▶ **Task requirements**: Print the lines below verbatim, keeping every character, space, and line break unchanged.

▶ **Records for the exercise**:
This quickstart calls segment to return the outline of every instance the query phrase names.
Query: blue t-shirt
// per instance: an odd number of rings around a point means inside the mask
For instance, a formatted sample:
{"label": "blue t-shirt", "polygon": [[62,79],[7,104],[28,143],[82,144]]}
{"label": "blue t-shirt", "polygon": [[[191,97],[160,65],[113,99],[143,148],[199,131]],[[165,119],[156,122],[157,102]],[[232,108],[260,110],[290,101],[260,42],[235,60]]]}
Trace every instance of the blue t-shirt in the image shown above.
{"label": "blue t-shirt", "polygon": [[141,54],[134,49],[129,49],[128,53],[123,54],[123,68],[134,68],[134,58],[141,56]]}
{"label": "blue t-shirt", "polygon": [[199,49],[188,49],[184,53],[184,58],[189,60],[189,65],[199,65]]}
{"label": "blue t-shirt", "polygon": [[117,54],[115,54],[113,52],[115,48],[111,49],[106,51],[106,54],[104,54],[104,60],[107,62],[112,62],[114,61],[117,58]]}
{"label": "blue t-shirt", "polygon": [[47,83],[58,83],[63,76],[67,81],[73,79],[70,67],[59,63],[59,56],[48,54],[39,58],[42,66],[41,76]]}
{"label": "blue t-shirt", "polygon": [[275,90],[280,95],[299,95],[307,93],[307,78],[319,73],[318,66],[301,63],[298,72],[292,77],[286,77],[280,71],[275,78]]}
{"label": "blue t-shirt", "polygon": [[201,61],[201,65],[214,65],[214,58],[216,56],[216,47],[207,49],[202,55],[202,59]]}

▶ **The response**:
This quickstart calls segment to return the outline of every instance the query phrase names.
Query: blue t-shirt
// per instance: an odd number of rings around a point means inside the mask
For instance, a formatted sample:
{"label": "blue t-shirt", "polygon": [[62,79],[7,104],[28,143],[82,144]]}
{"label": "blue t-shirt", "polygon": [[[191,97],[160,65],[113,99],[143,148],[199,131]],[[165,119],[156,122],[157,102]],[[232,108],[260,110],[290,101],[260,42],[235,60]]]}
Trace every instance of the blue t-shirt in the image shown above.
{"label": "blue t-shirt", "polygon": [[141,54],[134,49],[129,49],[128,53],[123,54],[123,68],[134,68],[134,58],[141,56]]}
{"label": "blue t-shirt", "polygon": [[199,49],[188,49],[184,53],[184,58],[189,60],[189,65],[199,65]]}
{"label": "blue t-shirt", "polygon": [[117,54],[115,54],[113,52],[115,48],[111,49],[106,51],[106,54],[104,54],[104,60],[107,62],[112,62],[114,61],[117,58]]}
{"label": "blue t-shirt", "polygon": [[47,83],[58,83],[63,76],[67,81],[73,79],[70,67],[59,63],[59,56],[48,54],[39,58],[42,66],[41,76]]}
{"label": "blue t-shirt", "polygon": [[275,90],[280,95],[299,95],[307,93],[307,78],[319,73],[318,66],[301,63],[298,72],[292,77],[286,77],[280,71],[275,78]]}
{"label": "blue t-shirt", "polygon": [[201,61],[201,65],[214,65],[214,58],[216,56],[216,47],[207,49],[202,55],[202,59]]}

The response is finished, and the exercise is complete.